§ TASK OBJECTIVE:
Print the data exactly as it is given, please.

━━━ TASK INPUT ━━━

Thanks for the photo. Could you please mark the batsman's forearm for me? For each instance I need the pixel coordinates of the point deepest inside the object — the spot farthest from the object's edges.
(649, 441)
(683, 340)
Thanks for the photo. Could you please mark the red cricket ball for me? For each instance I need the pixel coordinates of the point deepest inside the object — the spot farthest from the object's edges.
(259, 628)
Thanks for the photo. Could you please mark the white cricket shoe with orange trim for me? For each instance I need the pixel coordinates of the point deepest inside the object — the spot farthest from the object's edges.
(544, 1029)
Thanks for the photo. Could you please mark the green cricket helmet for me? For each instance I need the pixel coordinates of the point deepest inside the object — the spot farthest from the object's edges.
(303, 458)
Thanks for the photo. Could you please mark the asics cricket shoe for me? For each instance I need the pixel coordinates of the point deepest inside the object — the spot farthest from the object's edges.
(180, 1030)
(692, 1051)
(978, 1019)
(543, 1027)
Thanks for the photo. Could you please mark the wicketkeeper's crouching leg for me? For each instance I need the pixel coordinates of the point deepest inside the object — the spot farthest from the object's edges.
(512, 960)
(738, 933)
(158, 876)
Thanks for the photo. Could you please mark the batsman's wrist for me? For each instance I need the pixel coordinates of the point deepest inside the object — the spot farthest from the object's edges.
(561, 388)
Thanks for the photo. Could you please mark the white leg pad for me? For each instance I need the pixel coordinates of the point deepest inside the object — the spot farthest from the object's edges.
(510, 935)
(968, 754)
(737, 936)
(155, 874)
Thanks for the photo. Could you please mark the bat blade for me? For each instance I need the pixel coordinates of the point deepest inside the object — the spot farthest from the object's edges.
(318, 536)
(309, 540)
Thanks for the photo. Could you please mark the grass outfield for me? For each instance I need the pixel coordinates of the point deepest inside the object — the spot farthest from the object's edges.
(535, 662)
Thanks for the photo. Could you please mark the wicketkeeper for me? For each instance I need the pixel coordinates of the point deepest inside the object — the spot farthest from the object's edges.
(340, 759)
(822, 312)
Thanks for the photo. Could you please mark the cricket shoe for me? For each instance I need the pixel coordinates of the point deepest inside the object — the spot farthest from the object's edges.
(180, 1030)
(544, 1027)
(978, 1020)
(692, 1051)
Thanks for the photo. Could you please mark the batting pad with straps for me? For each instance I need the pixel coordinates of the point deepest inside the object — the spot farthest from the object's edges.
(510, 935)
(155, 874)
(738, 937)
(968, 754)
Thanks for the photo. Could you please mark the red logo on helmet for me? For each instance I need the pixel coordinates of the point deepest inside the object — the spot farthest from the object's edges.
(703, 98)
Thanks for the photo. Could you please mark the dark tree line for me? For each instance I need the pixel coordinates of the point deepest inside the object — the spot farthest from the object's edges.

━━━

§ OUTPUT BELOW:
Thanks for the photo. Could you please mark the batsman's forearm for me? For each instance I need the pixel coordinates of the point deepest inside the object — the spot farthest from the object's edges.
(649, 441)
(683, 340)
Thanks for the photo. Could you please mark the red cricket ball for me? For each instance I need the pixel coordinates of the point deepest inside the object — the spot farthest from the object's edges.
(259, 628)
Thanks for the photo. Could you please mark the white cricket shoe with orange trim for me? For each instance I need the pixel coordinates of the point deepest inside the object — the spot farthest from the object's edges.
(544, 1029)
Thanks for the photo. Could you please mark the green cricket helmet for me? For each instance I need the pixel coordinates of the point deepest inside the object — the spot farthest from the object's edges.
(303, 458)
Thanks for the photo. Could you please mark the asics cricket shoe for me? For each instance I need the pixel coordinates of the point deepest inside the object — the spot farthest from the object's edges.
(180, 1030)
(692, 1051)
(978, 1019)
(543, 1027)
Thanks for the photo. Could you please mark the wicketkeeper's crouching leg for me? For each instance I need the pixel coordinates of the point deepest inside the object — the spot farthest from the object's edges.
(512, 960)
(738, 933)
(158, 876)
Thanks for the photo. Could you please mark the batsman's wrist for me? For each instance I need the pixel coordinates of the point deepest inside the object — the spot farthest from the object's edges.
(561, 388)
Thanks for the photo. Could you please mark the white leg pad for me? For each instance I need the pixel coordinates of the point deepest inside the object — the spot farthest from the object's edges.
(510, 935)
(968, 754)
(737, 936)
(155, 874)
Thanks for the photo. Could you please mark the bat blade for me? For each instance I need the pixel coordinates of the point deepest inside the object — the spot farthest from the object's edges.
(318, 536)
(309, 540)
Thanks for the photo. Could you please mark the grass outfield for me? For each instance I need the pixel coordinates of the point deepest inside the object — the spot farthest from the object's edges.
(535, 662)
Thanks for the photo. Could you please mark the wicketkeeper for me? For each instance I need the pixel coordinates of the point deepest inside the object — the spot farthest from the object's edges.
(340, 759)
(822, 312)
Thanks for the photo. Could you please mark the cricket shoe for me? For each instance I need the pixel coordinates of the point deepest inside the object — the spot farthest from the object's edges.
(180, 1030)
(544, 1027)
(978, 1020)
(692, 1051)
Thanks for the photo. Could you please mark the batting pad with straps for me? For each instance I need the pixel coordinates of the point deepest inside the object — the spot farthest from the object's edges.
(510, 935)
(155, 874)
(738, 937)
(968, 754)
Thanks for the photo. Could you please mark the red logo on helmet for me? For each instance I need the pixel coordinates of the point deepest inside the object — the spot farthest from the object's edges.
(703, 98)
Thanks for the photo. Could you please mark the dark tree line for me? For each instance I need the pixel coordinates of the point deepest inside the object — the spot farthest from the object's edges.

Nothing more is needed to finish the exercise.